WHAT TO WORK ON
Your answer should be every line from the records that contains "tile".

┌──

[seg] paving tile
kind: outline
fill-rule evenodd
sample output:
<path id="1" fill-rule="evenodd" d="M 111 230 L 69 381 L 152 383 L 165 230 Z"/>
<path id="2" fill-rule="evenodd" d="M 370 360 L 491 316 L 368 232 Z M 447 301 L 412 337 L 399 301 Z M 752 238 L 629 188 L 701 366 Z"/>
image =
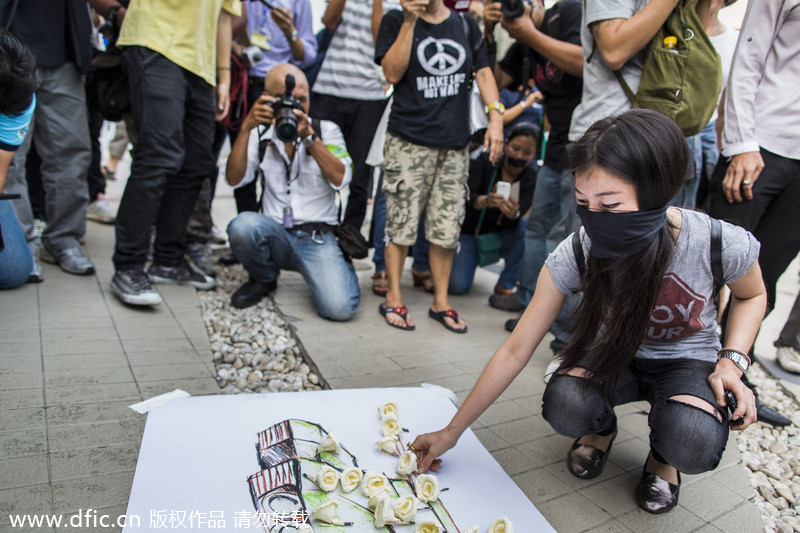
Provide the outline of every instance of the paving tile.
<path id="1" fill-rule="evenodd" d="M 606 468 L 609 466 L 606 464 Z M 622 473 L 582 488 L 579 492 L 611 516 L 620 516 L 638 508 L 634 497 L 638 482 L 639 478 L 633 474 Z"/>
<path id="2" fill-rule="evenodd" d="M 77 367 L 45 370 L 45 386 L 81 385 L 94 383 L 133 383 L 133 374 L 127 366 L 105 368 Z"/>
<path id="3" fill-rule="evenodd" d="M 128 407 L 137 401 L 53 405 L 47 408 L 47 425 L 53 428 L 94 422 L 144 419 L 144 415 L 140 415 Z"/>
<path id="4" fill-rule="evenodd" d="M 479 420 L 488 425 L 486 419 Z M 521 420 L 501 422 L 499 424 L 492 424 L 489 427 L 491 427 L 492 431 L 497 433 L 501 439 L 515 445 L 528 443 L 532 440 L 554 434 L 553 428 L 550 427 L 550 424 L 548 424 L 541 415 L 529 415 Z M 567 453 L 566 450 L 564 453 Z"/>
<path id="5" fill-rule="evenodd" d="M 0 343 L 0 357 L 7 355 L 40 355 L 42 345 L 37 341 Z"/>
<path id="6" fill-rule="evenodd" d="M 45 454 L 0 459 L 0 490 L 47 482 Z"/>
<path id="7" fill-rule="evenodd" d="M 99 385 L 63 385 L 47 387 L 47 405 L 95 403 L 114 400 L 141 400 L 135 383 L 102 383 Z"/>
<path id="8" fill-rule="evenodd" d="M 638 432 L 641 434 L 641 432 Z M 647 434 L 643 435 L 647 438 Z M 615 442 L 608 456 L 608 462 L 614 463 L 623 470 L 632 470 L 636 475 L 644 465 L 650 453 L 650 441 L 642 438 L 628 439 L 625 442 Z"/>
<path id="9" fill-rule="evenodd" d="M 51 453 L 115 444 L 138 444 L 144 420 L 120 420 L 48 429 Z M 109 504 L 111 505 L 111 504 Z"/>
<path id="10" fill-rule="evenodd" d="M 110 328 L 114 321 L 108 314 L 102 316 L 83 316 L 69 314 L 48 314 L 41 318 L 42 329 L 46 328 Z"/>
<path id="11" fill-rule="evenodd" d="M 76 527 L 80 528 L 81 533 L 114 533 L 122 531 L 122 526 L 125 524 L 130 525 L 132 528 L 141 528 L 148 525 L 148 518 L 145 517 L 128 517 L 125 515 L 126 505 L 115 505 L 113 507 L 104 507 L 102 509 L 91 509 L 91 514 L 87 516 L 86 510 L 79 513 L 65 514 L 62 526 L 56 528 L 56 532 L 67 531 L 73 532 Z M 74 518 L 78 517 L 79 518 Z M 130 522 L 126 522 L 130 520 Z M 118 523 L 119 521 L 119 523 Z M 71 522 L 71 523 L 70 523 Z M 107 526 L 103 526 L 103 524 Z"/>
<path id="12" fill-rule="evenodd" d="M 0 432 L 0 459 L 40 453 L 47 453 L 47 434 L 44 427 Z"/>
<path id="13" fill-rule="evenodd" d="M 530 457 L 513 447 L 494 450 L 492 457 L 500 463 L 509 476 L 527 472 L 538 466 Z"/>
<path id="14" fill-rule="evenodd" d="M 44 389 L 0 390 L 0 406 L 3 409 L 44 407 Z"/>
<path id="15" fill-rule="evenodd" d="M 492 429 L 496 430 L 497 428 L 495 427 Z M 505 438 L 502 434 L 500 437 Z M 517 447 L 522 451 L 522 453 L 536 461 L 538 464 L 550 465 L 553 463 L 566 461 L 567 451 L 572 445 L 572 440 L 573 439 L 552 433 L 541 439 L 526 442 L 524 444 L 518 444 Z"/>
<path id="16" fill-rule="evenodd" d="M 140 384 L 144 399 L 152 398 L 175 389 L 181 389 L 192 396 L 201 394 L 219 394 L 217 380 L 212 377 L 198 379 L 175 379 L 172 381 L 145 381 Z"/>
<path id="17" fill-rule="evenodd" d="M 13 372 L 31 372 L 42 369 L 42 356 L 36 355 L 17 355 L 0 356 L 0 374 Z"/>
<path id="18" fill-rule="evenodd" d="M 42 341 L 98 341 L 117 339 L 117 330 L 113 327 L 91 328 L 44 328 Z"/>
<path id="19" fill-rule="evenodd" d="M 2 531 L 22 531 L 21 529 L 11 529 L 8 515 L 50 514 L 51 511 L 50 486 L 47 483 L 0 490 L 0 530 Z M 29 531 L 41 532 L 42 530 L 30 529 Z"/>
<path id="20" fill-rule="evenodd" d="M 523 419 L 528 419 L 534 416 L 536 413 L 522 405 L 513 402 L 513 401 L 496 401 L 492 405 L 489 406 L 486 411 L 478 418 L 481 422 L 486 424 L 487 426 L 494 426 L 497 424 L 503 424 L 506 422 L 520 422 L 522 423 Z M 527 424 L 527 427 L 533 430 L 532 424 Z"/>
<path id="21" fill-rule="evenodd" d="M 706 524 L 700 529 L 695 529 L 694 533 L 725 533 L 721 529 L 711 524 Z"/>
<path id="22" fill-rule="evenodd" d="M 42 343 L 42 353 L 44 355 L 119 352 L 122 352 L 122 344 L 117 338 L 81 341 L 46 340 Z"/>
<path id="23" fill-rule="evenodd" d="M 170 350 L 161 352 L 126 352 L 131 366 L 199 363 L 202 357 L 195 350 Z M 209 357 L 210 359 L 210 357 Z"/>
<path id="24" fill-rule="evenodd" d="M 709 498 L 711 494 L 713 497 Z M 712 522 L 715 518 L 741 505 L 746 499 L 709 477 L 681 487 L 680 501 L 681 505 L 692 513 Z"/>
<path id="25" fill-rule="evenodd" d="M 369 355 L 360 358 L 343 358 L 340 360 L 339 364 L 351 376 L 365 376 L 403 368 L 401 365 L 395 363 L 389 358 L 376 357 L 375 355 Z"/>
<path id="26" fill-rule="evenodd" d="M 130 472 L 136 469 L 138 456 L 138 443 L 68 450 L 51 454 L 50 468 L 54 482 L 114 472 Z"/>
<path id="27" fill-rule="evenodd" d="M 133 374 L 140 383 L 145 381 L 171 381 L 214 377 L 202 363 L 181 363 L 170 365 L 134 366 Z"/>
<path id="28" fill-rule="evenodd" d="M 148 328 L 129 327 L 125 324 L 117 326 L 119 338 L 124 341 L 134 339 L 184 339 L 186 333 L 180 327 Z"/>
<path id="29" fill-rule="evenodd" d="M 611 520 L 611 515 L 587 497 L 570 492 L 536 505 L 556 531 L 583 531 Z"/>
<path id="30" fill-rule="evenodd" d="M 444 357 L 435 352 L 409 352 L 402 355 L 391 356 L 391 360 L 400 368 L 418 368 L 448 362 Z"/>
<path id="31" fill-rule="evenodd" d="M 544 468 L 529 470 L 522 474 L 511 476 L 511 478 L 540 511 L 542 510 L 540 503 L 572 492 L 572 489 L 566 483 L 547 472 Z M 609 516 L 609 518 L 611 517 Z M 549 517 L 548 520 L 550 520 Z M 574 531 L 578 531 L 578 529 Z"/>
<path id="32" fill-rule="evenodd" d="M 606 461 L 605 467 L 603 468 L 603 473 L 597 476 L 594 479 L 580 479 L 572 475 L 572 473 L 567 468 L 566 462 L 567 454 L 564 453 L 564 460 L 556 461 L 555 463 L 551 463 L 545 466 L 545 470 L 556 476 L 558 479 L 569 485 L 575 490 L 581 490 L 587 487 L 591 487 L 598 483 L 602 483 L 603 481 L 608 481 L 613 479 L 621 474 L 624 471 L 615 465 L 614 463 L 609 463 Z M 630 509 L 629 509 L 630 510 Z"/>
<path id="33" fill-rule="evenodd" d="M 746 467 L 736 464 L 722 468 L 717 467 L 711 477 L 717 483 L 749 500 L 756 495 L 756 491 L 750 484 L 748 472 L 749 470 Z"/>
<path id="34" fill-rule="evenodd" d="M 708 496 L 706 496 L 708 497 Z M 683 498 L 681 498 L 683 500 Z M 703 527 L 706 521 L 689 512 L 682 505 L 664 514 L 651 514 L 636 509 L 626 513 L 618 520 L 634 531 L 669 531 L 670 533 L 684 533 Z M 758 531 L 755 529 L 726 529 L 726 531 Z"/>
<path id="35" fill-rule="evenodd" d="M 44 408 L 3 409 L 0 411 L 0 432 L 22 431 L 45 427 Z"/>
<path id="36" fill-rule="evenodd" d="M 28 371 L 0 373 L 0 389 L 2 390 L 41 388 L 42 381 L 41 363 L 38 368 Z"/>
<path id="37" fill-rule="evenodd" d="M 133 472 L 57 481 L 53 483 L 53 507 L 56 513 L 69 513 L 125 505 L 132 484 Z"/>
<path id="38" fill-rule="evenodd" d="M 161 352 L 173 350 L 194 350 L 188 339 L 123 339 L 126 352 Z"/>
<path id="39" fill-rule="evenodd" d="M 45 355 L 42 359 L 45 374 L 73 369 L 127 367 L 129 364 L 123 353 L 58 354 Z"/>
<path id="40" fill-rule="evenodd" d="M 0 306 L 2 308 L 4 306 Z M 3 321 L 5 323 L 5 321 Z M 3 328 L 3 335 L 0 336 L 0 344 L 9 342 L 39 342 L 39 328 Z"/>
<path id="41" fill-rule="evenodd" d="M 584 533 L 634 533 L 634 531 L 619 520 L 611 520 L 592 529 L 587 529 Z"/>
<path id="42" fill-rule="evenodd" d="M 479 441 L 481 441 L 483 447 L 490 452 L 508 447 L 508 443 L 498 437 L 497 434 L 489 428 L 476 429 L 473 430 L 473 433 L 475 433 L 475 436 L 478 437 Z"/>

└──

RESULT
[seg] paving tile
Provide the outline of every instance of the paving tile.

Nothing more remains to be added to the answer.